[Records from a collection]
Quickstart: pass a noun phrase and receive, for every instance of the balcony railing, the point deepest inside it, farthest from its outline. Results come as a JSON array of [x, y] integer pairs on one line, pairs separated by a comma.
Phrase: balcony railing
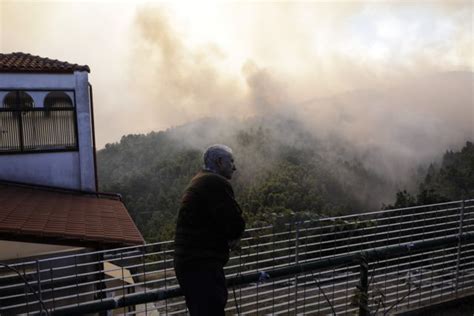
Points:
[[378, 263]]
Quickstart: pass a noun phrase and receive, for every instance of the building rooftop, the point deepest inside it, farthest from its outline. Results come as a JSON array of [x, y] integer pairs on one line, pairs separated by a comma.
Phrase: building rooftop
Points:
[[34, 214], [22, 62]]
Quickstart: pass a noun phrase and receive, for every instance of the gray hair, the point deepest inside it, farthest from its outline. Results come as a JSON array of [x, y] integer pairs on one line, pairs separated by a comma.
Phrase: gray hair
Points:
[[213, 153]]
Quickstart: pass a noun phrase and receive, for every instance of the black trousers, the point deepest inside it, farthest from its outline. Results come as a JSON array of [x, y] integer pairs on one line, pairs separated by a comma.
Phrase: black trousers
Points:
[[204, 290]]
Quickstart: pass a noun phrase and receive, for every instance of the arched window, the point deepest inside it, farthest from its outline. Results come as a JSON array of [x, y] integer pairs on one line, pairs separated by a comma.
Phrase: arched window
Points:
[[57, 99], [18, 99], [26, 128]]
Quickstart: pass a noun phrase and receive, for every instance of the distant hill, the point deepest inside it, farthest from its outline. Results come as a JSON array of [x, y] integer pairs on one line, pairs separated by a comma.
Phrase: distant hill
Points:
[[283, 171], [451, 180]]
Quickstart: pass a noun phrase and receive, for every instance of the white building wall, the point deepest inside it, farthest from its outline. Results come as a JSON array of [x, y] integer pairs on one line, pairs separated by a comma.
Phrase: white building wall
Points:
[[74, 170]]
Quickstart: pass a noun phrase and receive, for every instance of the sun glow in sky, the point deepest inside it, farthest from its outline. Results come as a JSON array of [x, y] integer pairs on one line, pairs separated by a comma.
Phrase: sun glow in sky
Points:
[[191, 59]]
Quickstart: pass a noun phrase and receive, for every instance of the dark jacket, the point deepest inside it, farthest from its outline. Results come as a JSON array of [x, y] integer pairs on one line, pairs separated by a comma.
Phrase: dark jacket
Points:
[[209, 217]]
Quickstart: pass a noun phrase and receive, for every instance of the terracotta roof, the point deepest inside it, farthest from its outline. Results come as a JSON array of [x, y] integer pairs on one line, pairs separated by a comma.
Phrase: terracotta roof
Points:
[[45, 216], [21, 62]]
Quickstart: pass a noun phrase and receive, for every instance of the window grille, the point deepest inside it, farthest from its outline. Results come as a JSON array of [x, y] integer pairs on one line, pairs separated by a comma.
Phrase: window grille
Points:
[[26, 128]]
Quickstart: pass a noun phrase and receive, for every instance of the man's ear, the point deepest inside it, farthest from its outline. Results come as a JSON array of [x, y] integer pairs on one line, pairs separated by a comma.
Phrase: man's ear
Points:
[[219, 162]]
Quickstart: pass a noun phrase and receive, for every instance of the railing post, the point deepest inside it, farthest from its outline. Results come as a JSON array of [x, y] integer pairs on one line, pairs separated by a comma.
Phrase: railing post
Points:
[[363, 286], [458, 257], [38, 279], [297, 236]]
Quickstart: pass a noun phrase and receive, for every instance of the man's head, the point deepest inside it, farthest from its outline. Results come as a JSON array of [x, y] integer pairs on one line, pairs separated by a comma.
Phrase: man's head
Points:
[[219, 159]]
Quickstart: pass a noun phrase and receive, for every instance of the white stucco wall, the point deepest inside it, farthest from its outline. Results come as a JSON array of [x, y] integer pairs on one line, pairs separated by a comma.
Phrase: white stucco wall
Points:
[[73, 170]]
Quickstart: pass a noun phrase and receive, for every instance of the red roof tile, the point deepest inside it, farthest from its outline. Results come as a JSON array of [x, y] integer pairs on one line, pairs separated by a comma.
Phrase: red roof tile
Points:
[[21, 62], [64, 217]]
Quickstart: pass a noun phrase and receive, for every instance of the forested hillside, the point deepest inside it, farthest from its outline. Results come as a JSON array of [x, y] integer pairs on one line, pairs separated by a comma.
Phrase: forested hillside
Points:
[[452, 180], [282, 170]]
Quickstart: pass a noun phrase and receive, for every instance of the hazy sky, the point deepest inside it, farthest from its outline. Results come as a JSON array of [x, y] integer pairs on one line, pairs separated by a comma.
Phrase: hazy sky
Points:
[[160, 64]]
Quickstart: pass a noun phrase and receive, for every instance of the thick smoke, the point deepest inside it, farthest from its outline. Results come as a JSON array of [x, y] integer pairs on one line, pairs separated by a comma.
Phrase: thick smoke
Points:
[[397, 112], [392, 82]]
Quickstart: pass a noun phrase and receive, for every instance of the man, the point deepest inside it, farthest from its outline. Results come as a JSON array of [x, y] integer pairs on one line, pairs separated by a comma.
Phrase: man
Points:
[[209, 223]]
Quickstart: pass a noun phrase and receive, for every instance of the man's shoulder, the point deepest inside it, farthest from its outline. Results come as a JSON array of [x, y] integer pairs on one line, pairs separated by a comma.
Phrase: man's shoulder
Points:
[[210, 178]]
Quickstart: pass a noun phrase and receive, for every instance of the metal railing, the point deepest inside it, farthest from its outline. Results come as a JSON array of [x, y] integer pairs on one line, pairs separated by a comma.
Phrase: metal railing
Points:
[[378, 263]]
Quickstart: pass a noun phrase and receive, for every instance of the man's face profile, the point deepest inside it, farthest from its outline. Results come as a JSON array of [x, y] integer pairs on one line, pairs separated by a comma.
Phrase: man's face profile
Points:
[[226, 166]]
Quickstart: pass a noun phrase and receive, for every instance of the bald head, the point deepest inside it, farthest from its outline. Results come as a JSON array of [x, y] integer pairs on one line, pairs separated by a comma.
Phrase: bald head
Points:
[[219, 159]]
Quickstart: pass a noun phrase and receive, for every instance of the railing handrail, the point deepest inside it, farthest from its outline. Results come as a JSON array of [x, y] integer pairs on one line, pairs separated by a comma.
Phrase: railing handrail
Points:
[[365, 255]]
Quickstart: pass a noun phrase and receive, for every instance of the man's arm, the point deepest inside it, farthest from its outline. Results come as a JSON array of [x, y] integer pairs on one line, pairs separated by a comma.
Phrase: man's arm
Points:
[[227, 214]]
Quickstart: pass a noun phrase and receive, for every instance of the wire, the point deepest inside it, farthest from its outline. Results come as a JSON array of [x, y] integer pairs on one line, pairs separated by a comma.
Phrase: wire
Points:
[[32, 290]]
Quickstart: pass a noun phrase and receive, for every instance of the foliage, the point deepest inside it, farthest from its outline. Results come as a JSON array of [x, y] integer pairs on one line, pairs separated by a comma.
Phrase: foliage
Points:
[[452, 180], [283, 172]]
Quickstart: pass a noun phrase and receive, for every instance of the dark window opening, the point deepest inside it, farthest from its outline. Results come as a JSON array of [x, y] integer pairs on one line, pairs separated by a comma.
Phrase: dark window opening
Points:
[[26, 128]]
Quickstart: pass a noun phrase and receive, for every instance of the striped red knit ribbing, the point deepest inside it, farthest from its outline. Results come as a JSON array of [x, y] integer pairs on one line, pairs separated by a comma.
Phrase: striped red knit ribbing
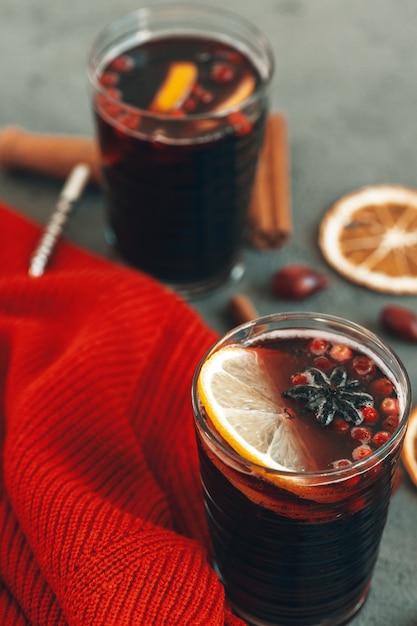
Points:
[[101, 519]]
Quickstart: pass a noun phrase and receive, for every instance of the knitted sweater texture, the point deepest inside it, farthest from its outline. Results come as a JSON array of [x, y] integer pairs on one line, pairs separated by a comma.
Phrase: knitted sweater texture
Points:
[[101, 515]]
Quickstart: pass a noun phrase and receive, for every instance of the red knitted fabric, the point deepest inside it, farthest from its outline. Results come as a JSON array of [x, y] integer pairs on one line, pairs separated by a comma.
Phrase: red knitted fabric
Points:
[[101, 516]]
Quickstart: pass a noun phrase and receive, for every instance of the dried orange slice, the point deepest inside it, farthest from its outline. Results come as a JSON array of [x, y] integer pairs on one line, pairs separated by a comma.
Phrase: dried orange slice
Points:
[[370, 237], [176, 87], [409, 453]]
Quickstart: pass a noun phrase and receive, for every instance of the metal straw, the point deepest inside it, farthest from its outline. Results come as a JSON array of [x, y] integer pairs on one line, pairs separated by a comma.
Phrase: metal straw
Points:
[[72, 190]]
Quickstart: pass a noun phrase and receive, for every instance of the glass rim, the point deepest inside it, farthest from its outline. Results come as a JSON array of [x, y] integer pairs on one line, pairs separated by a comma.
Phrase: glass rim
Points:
[[194, 10], [329, 474]]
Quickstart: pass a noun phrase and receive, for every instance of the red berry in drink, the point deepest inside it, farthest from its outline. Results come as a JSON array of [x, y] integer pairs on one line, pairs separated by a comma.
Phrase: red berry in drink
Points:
[[222, 72], [391, 423], [380, 438], [318, 346], [361, 452], [322, 363], [340, 426], [370, 415], [298, 379], [363, 434], [341, 353], [341, 463], [390, 406], [382, 387], [363, 367]]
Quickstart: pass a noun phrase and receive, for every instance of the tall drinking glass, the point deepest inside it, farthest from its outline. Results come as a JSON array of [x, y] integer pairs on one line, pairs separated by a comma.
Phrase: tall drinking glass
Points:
[[300, 420], [180, 96]]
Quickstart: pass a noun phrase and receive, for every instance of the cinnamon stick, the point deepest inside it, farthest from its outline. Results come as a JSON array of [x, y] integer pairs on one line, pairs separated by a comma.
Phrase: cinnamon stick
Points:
[[56, 155], [242, 309], [270, 210], [48, 154]]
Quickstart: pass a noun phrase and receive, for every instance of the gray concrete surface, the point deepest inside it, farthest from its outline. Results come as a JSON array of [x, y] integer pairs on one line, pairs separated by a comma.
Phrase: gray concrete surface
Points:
[[346, 80]]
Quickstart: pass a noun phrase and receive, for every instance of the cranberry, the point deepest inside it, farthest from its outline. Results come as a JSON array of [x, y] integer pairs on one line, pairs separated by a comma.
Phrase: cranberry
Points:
[[399, 321], [190, 105], [390, 423], [381, 387], [298, 379], [363, 434], [317, 346], [241, 124], [130, 119], [206, 97], [341, 353], [390, 406], [380, 438], [361, 452], [363, 367], [322, 363], [297, 282], [222, 73], [370, 415]]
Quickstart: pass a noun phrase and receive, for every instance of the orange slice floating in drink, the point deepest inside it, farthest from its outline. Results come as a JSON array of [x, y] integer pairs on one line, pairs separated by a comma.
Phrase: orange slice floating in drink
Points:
[[409, 453], [370, 237], [247, 410], [176, 87]]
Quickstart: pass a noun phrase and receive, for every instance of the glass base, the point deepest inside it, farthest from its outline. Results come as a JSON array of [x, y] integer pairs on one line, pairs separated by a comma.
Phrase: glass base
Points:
[[342, 621]]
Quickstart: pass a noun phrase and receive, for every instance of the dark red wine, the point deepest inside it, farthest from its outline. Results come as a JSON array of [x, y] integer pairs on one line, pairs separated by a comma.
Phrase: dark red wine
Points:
[[179, 181]]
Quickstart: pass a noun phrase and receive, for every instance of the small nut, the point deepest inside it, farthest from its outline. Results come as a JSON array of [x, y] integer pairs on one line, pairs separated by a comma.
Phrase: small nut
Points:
[[297, 282]]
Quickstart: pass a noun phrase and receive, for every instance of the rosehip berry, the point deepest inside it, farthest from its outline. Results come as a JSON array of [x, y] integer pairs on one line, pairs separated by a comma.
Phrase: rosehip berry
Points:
[[322, 363], [363, 367], [297, 282], [390, 406], [361, 434], [361, 452], [391, 423], [381, 387], [380, 438], [341, 353], [222, 73], [370, 415], [340, 426], [317, 346]]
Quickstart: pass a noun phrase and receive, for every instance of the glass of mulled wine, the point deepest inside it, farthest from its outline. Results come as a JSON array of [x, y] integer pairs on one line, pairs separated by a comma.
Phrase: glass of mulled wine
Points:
[[300, 420], [180, 96]]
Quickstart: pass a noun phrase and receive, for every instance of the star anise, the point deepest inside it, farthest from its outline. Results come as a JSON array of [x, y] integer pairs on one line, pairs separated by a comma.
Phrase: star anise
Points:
[[327, 395]]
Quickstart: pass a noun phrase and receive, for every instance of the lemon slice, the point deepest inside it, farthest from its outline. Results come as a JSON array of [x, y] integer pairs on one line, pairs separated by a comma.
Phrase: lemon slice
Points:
[[409, 453], [246, 409], [176, 87], [370, 237]]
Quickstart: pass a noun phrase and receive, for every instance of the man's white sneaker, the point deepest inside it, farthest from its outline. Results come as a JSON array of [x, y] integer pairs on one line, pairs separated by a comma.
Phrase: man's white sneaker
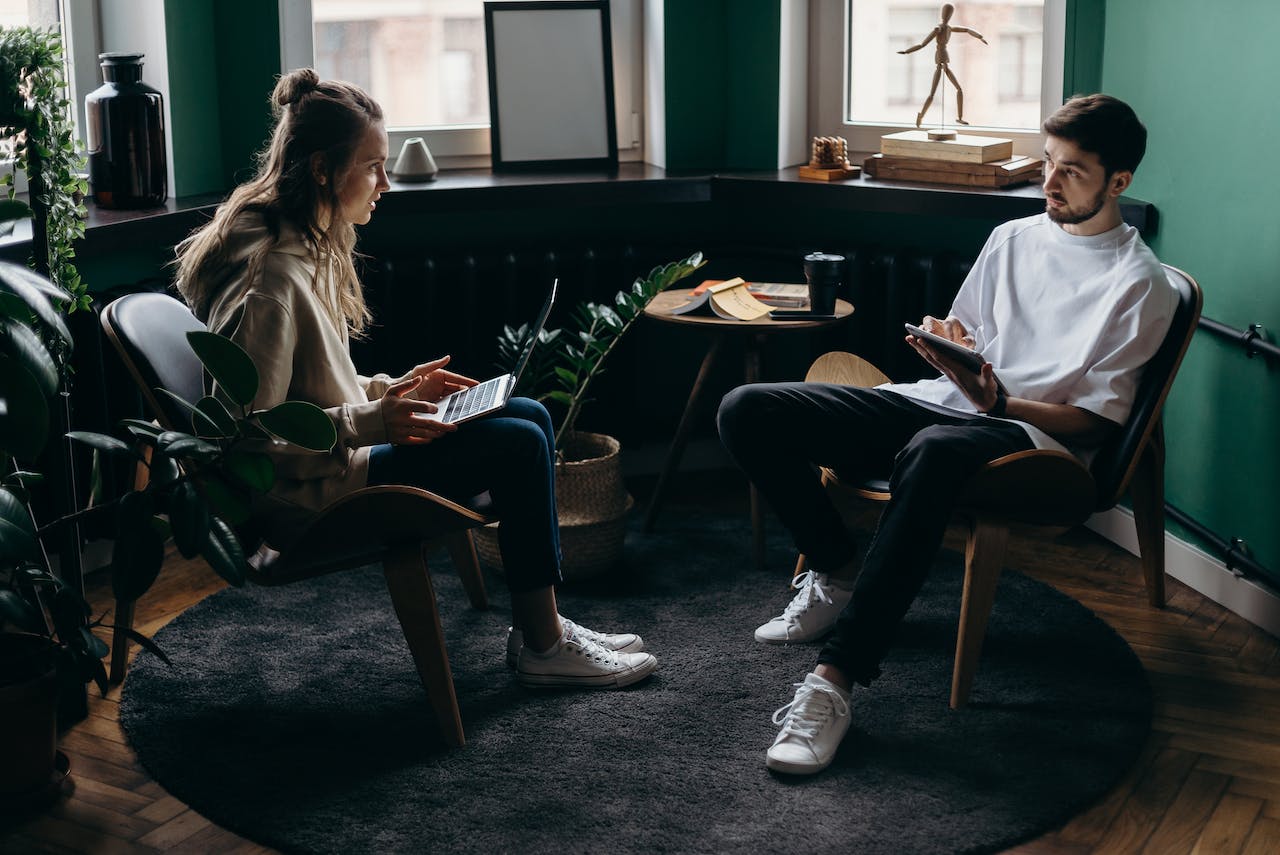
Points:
[[616, 641], [810, 613], [813, 725], [576, 661]]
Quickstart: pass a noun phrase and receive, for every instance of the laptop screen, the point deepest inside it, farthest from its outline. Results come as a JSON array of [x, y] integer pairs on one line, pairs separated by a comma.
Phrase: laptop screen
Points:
[[531, 342]]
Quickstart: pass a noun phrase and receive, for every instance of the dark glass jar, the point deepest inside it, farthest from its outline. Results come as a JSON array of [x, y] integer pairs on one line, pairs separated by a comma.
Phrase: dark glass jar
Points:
[[127, 161]]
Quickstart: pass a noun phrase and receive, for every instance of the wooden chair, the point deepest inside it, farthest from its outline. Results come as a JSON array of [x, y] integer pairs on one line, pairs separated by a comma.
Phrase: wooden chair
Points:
[[1048, 488], [391, 525]]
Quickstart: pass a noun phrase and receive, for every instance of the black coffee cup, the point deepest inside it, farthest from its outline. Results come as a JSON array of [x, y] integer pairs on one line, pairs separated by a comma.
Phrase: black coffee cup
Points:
[[824, 273]]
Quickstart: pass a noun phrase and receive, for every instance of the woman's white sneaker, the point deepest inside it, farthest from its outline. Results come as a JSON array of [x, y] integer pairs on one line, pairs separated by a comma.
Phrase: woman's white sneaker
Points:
[[577, 661], [616, 641], [810, 613], [813, 725]]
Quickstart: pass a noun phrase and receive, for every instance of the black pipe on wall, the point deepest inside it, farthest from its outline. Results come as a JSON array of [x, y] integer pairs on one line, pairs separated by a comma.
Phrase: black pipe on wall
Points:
[[1233, 553], [1251, 338]]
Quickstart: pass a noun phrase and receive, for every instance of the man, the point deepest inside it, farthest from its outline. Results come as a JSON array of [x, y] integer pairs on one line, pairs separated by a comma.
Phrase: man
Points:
[[1065, 307]]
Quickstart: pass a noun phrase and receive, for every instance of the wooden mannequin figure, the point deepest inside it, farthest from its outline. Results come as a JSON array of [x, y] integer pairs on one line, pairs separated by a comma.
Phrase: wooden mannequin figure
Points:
[[942, 62]]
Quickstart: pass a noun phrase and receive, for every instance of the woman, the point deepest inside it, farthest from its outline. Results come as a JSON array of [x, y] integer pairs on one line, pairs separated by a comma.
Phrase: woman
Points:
[[273, 270]]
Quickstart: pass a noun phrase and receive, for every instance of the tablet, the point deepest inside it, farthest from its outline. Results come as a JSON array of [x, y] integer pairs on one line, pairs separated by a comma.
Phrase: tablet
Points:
[[963, 355]]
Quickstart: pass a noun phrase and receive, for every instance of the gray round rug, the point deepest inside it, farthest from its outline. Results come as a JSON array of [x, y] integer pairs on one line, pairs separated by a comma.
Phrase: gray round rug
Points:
[[293, 717]]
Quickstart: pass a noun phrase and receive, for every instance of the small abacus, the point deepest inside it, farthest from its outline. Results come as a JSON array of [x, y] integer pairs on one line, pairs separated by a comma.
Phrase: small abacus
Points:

What the task asks => Starting at the first line of the records above, set down each line exactly through the one that holds "black trousers, the". Omit pictures.

Written response =>
Quickstart: pass a noun phrase and receive, for every instance of the balcony railing, the point deepest inside it, farthest from its outline. Results come as a JSON array of [x, y] integer pairs on one line, pairs separated by a comma.
Phrase: balcony railing
Points:
[[378, 263]]
Quickstart: pass a noun phrase and receive, for every instance of the building rooftop, the point deepest inside it, farthest from its outline. Results come as a JSON array of [x, y] integer pairs on one line, pairs separated by a comma.
Phrase: building rooftop
Points:
[[34, 214], [22, 62]]
Quickstart: pass a noun phrase and receive, for every instance of the gray hair, the point deepest inside it, farthest from its outline. Results come as a JSON array of [x, y] integer pairs on one line, pairs separated by a comma.
Phrase: gray hair
Points:
[[213, 153]]
Quickstart: pass a noun phrase and receive, for every instance of the black trousers, the point deepest inside it, farthest from its outline. Results come as a JSON array of [x, y] integer pairs on one line, pairs separated by a comma.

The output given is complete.